# Aufgaben:
(a) Beantworten Sie anhand des Blogbeitrags über die Grippeimpfung die folgenden Fragen.
(i) In welcher Zeitschrift ist die besprochene Veröffentlichung erschienen?
(ii) Welcher Einzeller hat Zweifel daran geweckt, dass Mikroorganismen menschliches Verhalten nicht manipulieren können?
(iii) Von wem stammt die Studie, die unerwartete Effekte einer Impfung zeigt?
(b) Prüfen Sie, ob die folgenden Aussagen mit dem Blogbeitrag über die Grippeimpfung übereinstimmen. Antworten Sie jeweils mit Ja oder Nein und zitieren Sie die entscheidenden Worte des Blogbeitrags.
(i) Die Probanden hatten nach der Grippeimpfung weniger Sozialkontakte als sonst.
(ii) Menschenversuche sind in der Medizin seit ein paar Jahren verpönt.
(iii) Impfstoffe sind darauf ausgelegt, die Krankheit selbst hervorzurufen.
(c) Führen Sie den Blogbeitrag über die Grippeimpfung im Anschluss an seinen letzten Satz weiter.

Verändert die Grippeimpfung menschliches Verhalten?
BLOG: Fischblog
In einer Studie haben Probanden nach der Grippeimpfung mehr Sozialkontakte als sonst. Macht der Erreger Menschen unbewusst extrovertierter, um sich besser zu verbreiten?
Die Geschichte mit der Zombie-Ameise, die sich von einem Parasiten gelenkt in einen Grashalm verbeißt, hat wohl jeder schon mal gehört, und im Tierreich sind reichlich andere Beispiele solcher unheimlicher Fremdsteuerungen bekannt. Das ist gruselig, aber taxonomisch beruhigend weit entfernt. Man hat es bis vor kurzer Zeit schlicht für unmöglich gehalten, dass Mikroorganismen dazu in der Lage sein könnten, menschliches Verhalten zu manipulieren. Aufs Krankenlager werfen ja, fernsteuern – nein.
Daran sind inzwischen Zweifel aufgekommen, dank dem häufig vorkommenden Einzeller Toxoplasma gondii, der unter anderem auch Menschen befällt. Derzeit gewinnt die These Anhänger, dass Toxoplasma auch bei uns subtile Veränderungen der Persönlichkeit hervorruft. Was aber, wenn das nur die Spitze des Eisberges ist? Ich bin auf eine Forschungsarbeit gestoßen, die womöglich genau das nahelegt.
Die Veröffentlichung in Annals of Epidemiology befasst sich mit menschlichem Verhalten während einer Infektion. Wir wissen, dass wir als Reaktion auf die Krankheitssymptome unser Verhalten ändern – jammern, schniefen, Wadenwickel – die beteiligten Forscherinnen und Forscher fragen sich jedoch, ob der Erreger schon vor dem Einsetzen der Symptome unser Tun und Lassen manipuliert.
Von der Grippe gesteuert?
Man könnte ganz einfach herausfinden, ob ein Krankheitserreger das Verhalten von Menschen beeinflusst, indem man gesunde Menschen mit dem Pathogen infiziert und dann guckt was passiert. Allerdings sind derartige Menschenversuche in der Medizin seit ein paar Jahren verpönt. Es gibt aber noch eine Möglichkeit. Bei einer Impfung nämlich tut man nichts anderes als das Immunsystem gezielt mit einem Erreger oder seinen Komponenten in Kontakt zu bringen. Natürlich sind die Impfstoffe darauf ausgelegt, nur die erwünschte Immunreaktion, nicht aber die Krankheit selbst hervorzurufen – trotzdem können dabei auch andere, unerwartete Effekte auftreten, wie die Studie von Reiber und Moore demonstriert.

# Daten:
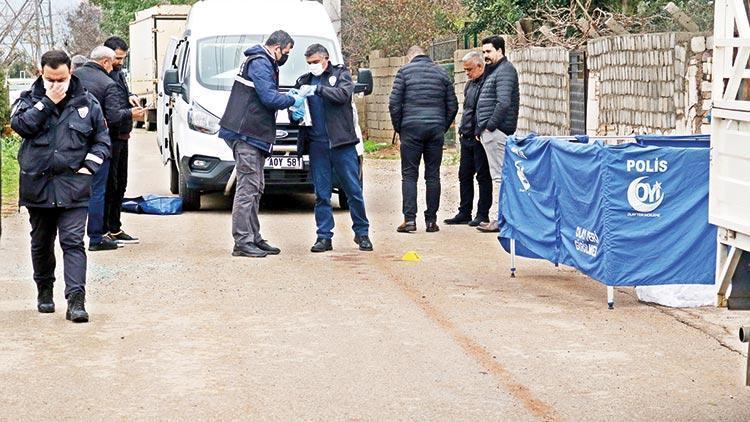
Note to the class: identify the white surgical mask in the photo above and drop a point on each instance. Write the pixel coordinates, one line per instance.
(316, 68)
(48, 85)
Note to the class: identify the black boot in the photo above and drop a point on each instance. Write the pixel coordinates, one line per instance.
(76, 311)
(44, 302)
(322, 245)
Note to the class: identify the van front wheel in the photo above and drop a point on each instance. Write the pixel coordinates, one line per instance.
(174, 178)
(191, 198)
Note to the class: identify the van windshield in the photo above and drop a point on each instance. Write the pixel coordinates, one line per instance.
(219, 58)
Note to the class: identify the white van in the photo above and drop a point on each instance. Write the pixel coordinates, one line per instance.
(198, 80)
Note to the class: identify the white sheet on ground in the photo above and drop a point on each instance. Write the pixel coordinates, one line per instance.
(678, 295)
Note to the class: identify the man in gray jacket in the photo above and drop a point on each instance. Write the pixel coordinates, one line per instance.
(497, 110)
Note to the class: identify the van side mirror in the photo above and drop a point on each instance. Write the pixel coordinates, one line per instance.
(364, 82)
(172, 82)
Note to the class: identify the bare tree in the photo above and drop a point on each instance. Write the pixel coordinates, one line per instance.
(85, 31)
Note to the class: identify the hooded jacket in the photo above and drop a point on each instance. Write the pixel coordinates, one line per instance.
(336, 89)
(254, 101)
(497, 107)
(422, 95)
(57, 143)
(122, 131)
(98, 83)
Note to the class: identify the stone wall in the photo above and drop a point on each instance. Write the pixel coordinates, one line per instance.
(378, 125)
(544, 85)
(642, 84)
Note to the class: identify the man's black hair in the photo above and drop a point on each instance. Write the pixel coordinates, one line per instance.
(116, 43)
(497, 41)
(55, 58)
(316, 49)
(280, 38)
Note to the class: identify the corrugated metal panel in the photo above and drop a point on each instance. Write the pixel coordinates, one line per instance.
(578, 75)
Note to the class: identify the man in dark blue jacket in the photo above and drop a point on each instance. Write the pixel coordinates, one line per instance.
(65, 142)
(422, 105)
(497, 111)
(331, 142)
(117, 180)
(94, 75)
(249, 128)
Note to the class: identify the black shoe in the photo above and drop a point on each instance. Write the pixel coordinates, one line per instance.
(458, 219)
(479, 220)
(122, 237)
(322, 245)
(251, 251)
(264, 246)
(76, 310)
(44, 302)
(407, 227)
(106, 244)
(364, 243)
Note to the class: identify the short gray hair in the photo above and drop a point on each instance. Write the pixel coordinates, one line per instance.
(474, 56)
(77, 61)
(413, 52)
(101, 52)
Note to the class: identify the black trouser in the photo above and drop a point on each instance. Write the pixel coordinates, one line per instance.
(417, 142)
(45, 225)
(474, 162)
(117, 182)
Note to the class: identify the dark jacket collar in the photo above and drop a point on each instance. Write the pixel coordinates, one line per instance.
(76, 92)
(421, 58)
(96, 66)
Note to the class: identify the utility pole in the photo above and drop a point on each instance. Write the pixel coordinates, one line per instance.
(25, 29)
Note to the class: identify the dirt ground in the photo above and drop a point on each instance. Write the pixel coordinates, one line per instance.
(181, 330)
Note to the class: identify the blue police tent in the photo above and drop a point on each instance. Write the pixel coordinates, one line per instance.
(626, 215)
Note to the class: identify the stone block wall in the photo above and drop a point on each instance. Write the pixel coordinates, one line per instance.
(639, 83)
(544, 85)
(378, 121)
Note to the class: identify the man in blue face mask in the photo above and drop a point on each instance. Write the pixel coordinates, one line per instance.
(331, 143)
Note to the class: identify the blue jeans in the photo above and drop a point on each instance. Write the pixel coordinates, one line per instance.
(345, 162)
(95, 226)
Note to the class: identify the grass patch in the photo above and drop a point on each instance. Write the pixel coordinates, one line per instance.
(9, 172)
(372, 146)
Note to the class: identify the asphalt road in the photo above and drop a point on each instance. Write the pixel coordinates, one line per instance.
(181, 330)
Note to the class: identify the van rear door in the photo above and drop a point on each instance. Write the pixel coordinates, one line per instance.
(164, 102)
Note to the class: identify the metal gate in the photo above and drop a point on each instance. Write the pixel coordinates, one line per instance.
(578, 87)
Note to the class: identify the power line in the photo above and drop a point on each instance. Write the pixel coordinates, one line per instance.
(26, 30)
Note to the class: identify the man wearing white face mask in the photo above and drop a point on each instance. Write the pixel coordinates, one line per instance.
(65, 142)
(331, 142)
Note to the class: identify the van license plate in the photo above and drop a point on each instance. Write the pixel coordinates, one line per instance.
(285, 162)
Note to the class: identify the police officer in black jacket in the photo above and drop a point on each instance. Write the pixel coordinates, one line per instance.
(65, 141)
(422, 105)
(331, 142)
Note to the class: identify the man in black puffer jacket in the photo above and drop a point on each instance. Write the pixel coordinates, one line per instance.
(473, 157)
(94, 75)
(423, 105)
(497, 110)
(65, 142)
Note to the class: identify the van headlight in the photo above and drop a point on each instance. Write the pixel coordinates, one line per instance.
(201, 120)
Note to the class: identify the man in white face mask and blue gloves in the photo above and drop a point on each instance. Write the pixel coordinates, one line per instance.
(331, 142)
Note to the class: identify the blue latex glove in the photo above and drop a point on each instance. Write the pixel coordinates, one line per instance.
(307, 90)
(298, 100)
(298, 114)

# Ihre Antworten:
(a)
(i) Annals of Epidemiology
(ii) Toxoplasma gondii
(iii) Von Reiber und Moore

(b)
(i) Nein: „In einer Studie haben Probanden nach der Grippeimpfung mehr Sozialkontakte als sonst.“
(ii) Ja: „Allerdings sind derartige Menschenversuche in der Medizin seit ein paar Jahren verpönt.“
(iii) Nein: „Natürlich sind die Impfstoffe darauf ausgelegt, nur die erwünschte Immunreaktion, nicht aber die Krankheit selbst hervorzurufen“

(c)
Vor der Grippe noch schnell zum Festival? Bild: Lars Fischer, CC-BY-SA
Das in der Veröffentlichung beschriebene Experiment basiert auf der Hypothese, dass ein Virus, das durch Kontakt zwischen Menschen übertragen wird, von mehr zwischenmenschlichen Kontakten in der infektiösen Phase profitiert, und uns deswegen nach der Infektion Gesellschaft suchen lässt. Das klingt beängstigend, umso mehr als bei der Grippe genau das zu passieren scheint.
Die Grippe ist für diesen Versuch gut geeignet, weil es hier jährliche Impfkampagnen mit einem standardisierten und gut erforschten Impfstoff gibt und der fragliche Zeitraum recht kurz ist. Grippeinfizierte sind etwa zwei Tage nach der Impfung Infektion maximal infektiös, und nach dieser Zeitspanne setzen auch bald die Symptome ein, die Infizierte recht zuverlässig daran hindern, in Gesellschaft einen drauf zu machen. Für das Experiment reicht es also, Daten über das Verhalten an zwei Tagen zu sammeln, was mit einer sorgfältigen Befragung mühelos möglich ist.
Die Wissenschaftler verwendeten die Probanden als ihre eigene Kontrollgruppe, indem sie ihre sozialen Kontakte an den zwei Tagen vor der Impfung, den zwei Tagen danach und noch mal an zwei Tagen einen Monat später abgefragt haben – insgesamt also zwei Tage, an denen sie einen Effekt erwarteten und vier “normale” Tage zur Kontrolle. Die zwei Tage einen Monat später waren für alle Patienten die gleichen Wochentage wie die beiden Tage direkt nach der Impfung, um zu verhindern, dass Wochenenden zu falschen Party-Signalen führen.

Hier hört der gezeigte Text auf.